[Stored records]
______________________________

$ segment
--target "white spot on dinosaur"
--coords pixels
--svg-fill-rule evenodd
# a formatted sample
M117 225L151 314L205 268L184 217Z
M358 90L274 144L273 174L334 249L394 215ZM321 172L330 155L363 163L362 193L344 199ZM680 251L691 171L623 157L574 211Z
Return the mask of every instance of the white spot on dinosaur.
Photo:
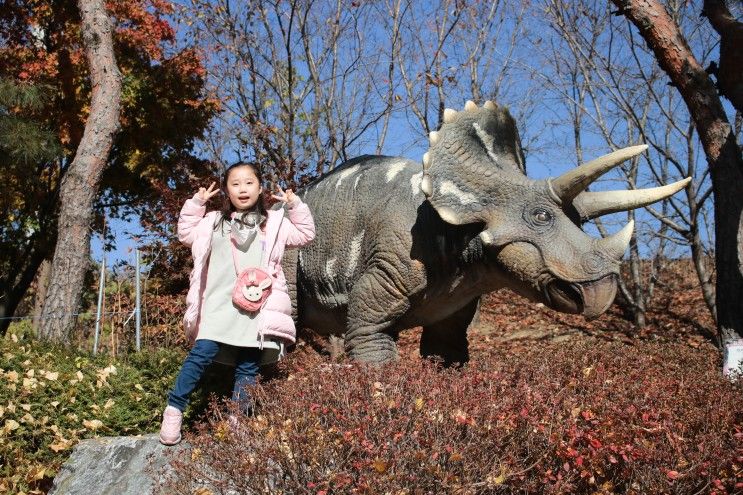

______________________________

▶ [Assignment]: Write the records above out again exactly, but not the pictures.

▶ [Answer to the problem]:
$ segment
--target "white spot on dinosaur"
--coords pixels
--svg-fill-rule evenodd
# a formatted sample
M117 225L151 314L205 268L184 217Z
M358 90L274 144L273 174L334 249L394 215ZM321 172L330 155L363 163L362 193L344 199ZM680 251L691 171L623 157L574 211Z
Return the mask of every instance of the white spot on dinosaur.
Photo:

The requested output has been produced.